# GOAL OF THE EXERCISE
Once the line containing "Exercise. Point out the brick course" is found, return it and every line that follows, up to and including the final line of the material, exactly as written.
START THE INPUT
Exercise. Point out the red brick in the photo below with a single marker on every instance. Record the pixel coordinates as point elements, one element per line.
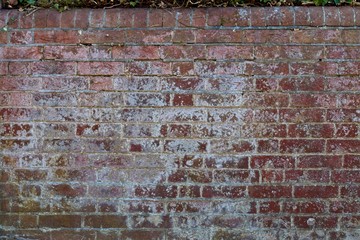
<point>126,18</point>
<point>82,19</point>
<point>57,221</point>
<point>96,18</point>
<point>100,68</point>
<point>218,36</point>
<point>57,36</point>
<point>51,67</point>
<point>302,16</point>
<point>148,222</point>
<point>302,146</point>
<point>269,191</point>
<point>343,146</point>
<point>189,191</point>
<point>350,191</point>
<point>316,191</point>
<point>344,207</point>
<point>272,162</point>
<point>344,176</point>
<point>228,17</point>
<point>316,16</point>
<point>183,100</point>
<point>320,222</point>
<point>271,176</point>
<point>332,16</point>
<point>269,207</point>
<point>349,101</point>
<point>179,130</point>
<point>68,19</point>
<point>112,17</point>
<point>99,37</point>
<point>304,207</point>
<point>105,221</point>
<point>351,161</point>
<point>30,175</point>
<point>9,190</point>
<point>66,52</point>
<point>311,130</point>
<point>140,18</point>
<point>223,192</point>
<point>148,36</point>
<point>309,100</point>
<point>258,17</point>
<point>160,191</point>
<point>155,18</point>
<point>319,161</point>
<point>317,176</point>
<point>67,190</point>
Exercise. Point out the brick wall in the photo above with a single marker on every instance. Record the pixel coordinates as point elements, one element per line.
<point>180,124</point>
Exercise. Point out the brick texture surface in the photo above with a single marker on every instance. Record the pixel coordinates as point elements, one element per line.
<point>236,123</point>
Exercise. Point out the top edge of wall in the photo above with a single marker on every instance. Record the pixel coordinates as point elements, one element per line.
<point>250,17</point>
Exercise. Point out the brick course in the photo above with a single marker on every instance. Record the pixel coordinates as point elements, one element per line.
<point>234,123</point>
END THE INPUT
# YOUR RESPONSE
Exercise. Point out the brick course in the photo above with a single marker on every instance. Record the pixel coordinates as point elements, one element per line.
<point>234,123</point>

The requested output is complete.